(Dataset rows)
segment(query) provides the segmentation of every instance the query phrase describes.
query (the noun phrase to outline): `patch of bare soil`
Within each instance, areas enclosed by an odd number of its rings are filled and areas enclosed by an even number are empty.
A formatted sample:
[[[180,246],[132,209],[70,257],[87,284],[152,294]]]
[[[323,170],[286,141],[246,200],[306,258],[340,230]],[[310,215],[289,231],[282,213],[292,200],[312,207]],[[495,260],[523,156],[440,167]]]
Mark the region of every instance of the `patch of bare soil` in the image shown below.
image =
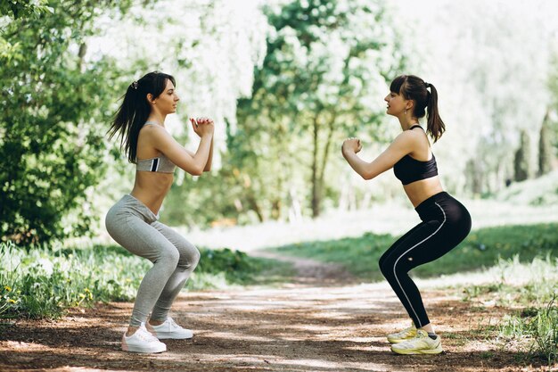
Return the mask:
[[[298,265],[299,277],[281,288],[181,294],[173,317],[195,335],[166,340],[168,351],[160,354],[120,351],[131,303],[97,304],[56,321],[2,323],[0,371],[558,370],[494,342],[487,327],[506,310],[473,307],[439,290],[423,297],[445,351],[394,354],[385,335],[409,321],[387,284],[355,283],[335,266]]]

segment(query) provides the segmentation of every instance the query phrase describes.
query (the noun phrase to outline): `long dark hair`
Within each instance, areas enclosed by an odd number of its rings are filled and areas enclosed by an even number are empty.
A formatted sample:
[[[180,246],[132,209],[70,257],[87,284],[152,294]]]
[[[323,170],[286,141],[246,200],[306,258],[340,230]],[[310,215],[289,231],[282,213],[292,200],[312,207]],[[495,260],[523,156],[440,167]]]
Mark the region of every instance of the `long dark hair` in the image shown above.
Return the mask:
[[[431,91],[428,91],[428,88]],[[390,90],[403,95],[406,100],[414,101],[413,115],[415,118],[423,118],[425,109],[428,109],[426,131],[438,141],[446,131],[446,125],[439,117],[438,111],[438,92],[433,85],[424,82],[421,78],[414,75],[401,75],[391,82]]]
[[[150,72],[139,80],[134,81],[128,86],[122,104],[114,114],[114,120],[107,132],[109,139],[119,134],[120,149],[124,147],[130,162],[136,161],[139,131],[152,111],[147,95],[151,93],[153,99],[157,98],[165,90],[167,80],[172,81],[175,87],[176,86],[175,78],[159,71]]]

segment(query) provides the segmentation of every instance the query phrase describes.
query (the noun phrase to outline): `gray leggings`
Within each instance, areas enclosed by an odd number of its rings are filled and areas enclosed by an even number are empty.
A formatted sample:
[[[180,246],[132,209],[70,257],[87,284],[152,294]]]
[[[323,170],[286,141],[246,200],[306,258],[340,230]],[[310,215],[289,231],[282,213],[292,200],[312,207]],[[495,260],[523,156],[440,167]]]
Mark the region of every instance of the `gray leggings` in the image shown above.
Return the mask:
[[[150,312],[152,319],[166,320],[170,306],[200,260],[198,249],[158,218],[142,202],[126,194],[105,219],[107,231],[119,244],[153,262],[137,291],[131,327],[145,322]]]

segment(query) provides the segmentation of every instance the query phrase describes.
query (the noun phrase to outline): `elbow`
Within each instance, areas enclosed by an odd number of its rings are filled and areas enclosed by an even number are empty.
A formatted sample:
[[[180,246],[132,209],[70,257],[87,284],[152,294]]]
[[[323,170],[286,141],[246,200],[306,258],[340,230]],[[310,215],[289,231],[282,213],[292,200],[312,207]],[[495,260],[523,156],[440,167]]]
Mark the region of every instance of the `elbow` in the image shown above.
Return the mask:
[[[374,178],[374,175],[373,175],[373,174],[372,174],[372,173],[366,173],[366,172],[364,172],[364,173],[362,173],[362,174],[360,175],[360,177],[362,177],[362,178],[363,178],[363,179],[365,179],[365,181],[369,181],[369,180],[371,180],[372,178]]]
[[[193,168],[190,169],[188,173],[190,173],[192,176],[201,176],[203,174],[203,168],[201,167]]]

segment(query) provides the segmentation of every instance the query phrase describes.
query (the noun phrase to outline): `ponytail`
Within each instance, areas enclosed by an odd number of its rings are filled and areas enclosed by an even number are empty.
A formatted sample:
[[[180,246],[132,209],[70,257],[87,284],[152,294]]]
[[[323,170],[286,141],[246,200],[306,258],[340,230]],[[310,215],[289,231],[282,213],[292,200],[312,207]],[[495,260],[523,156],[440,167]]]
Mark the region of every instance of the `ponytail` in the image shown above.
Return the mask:
[[[446,125],[438,112],[438,91],[433,85],[414,75],[401,75],[393,79],[390,90],[402,95],[405,99],[414,101],[413,115],[415,118],[424,117],[428,110],[426,132],[434,142],[442,136]]]
[[[427,89],[429,87],[431,88],[431,91],[428,93],[428,116],[426,130],[434,139],[434,142],[436,142],[446,131],[446,125],[438,112],[438,91],[434,86],[430,83],[424,83],[424,87]]]
[[[162,72],[150,72],[139,80],[130,84],[123,95],[122,103],[114,114],[114,120],[107,134],[109,139],[118,134],[120,137],[120,149],[124,148],[128,161],[135,163],[137,138],[139,131],[145,124],[151,106],[147,95],[157,98],[167,87],[167,80],[176,86],[175,79]]]

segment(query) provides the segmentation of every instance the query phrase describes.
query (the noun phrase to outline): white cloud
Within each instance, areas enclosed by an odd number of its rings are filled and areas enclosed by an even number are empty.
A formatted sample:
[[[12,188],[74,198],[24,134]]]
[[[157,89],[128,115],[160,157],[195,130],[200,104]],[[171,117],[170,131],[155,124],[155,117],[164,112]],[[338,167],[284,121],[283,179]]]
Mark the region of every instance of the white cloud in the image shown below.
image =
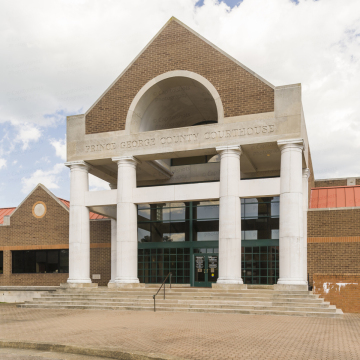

■ What is expected
Return every line of the entries above that contains the string "shown". Case counts.

■ Expected answer
Mark the region of every instance of the `patch of bare soil` in the image shown below.
Mark the region of every instance of the `long dark hair` in the image shown above.
Mark the region of every instance of the `gray leggings` in the image shown above.
Mark the region of every instance of the `elbow` in the image shown above.
Mark the region of every instance of the `ponytail` in the image shown above.
Mark the region of every instance of the white cloud in the image shown below.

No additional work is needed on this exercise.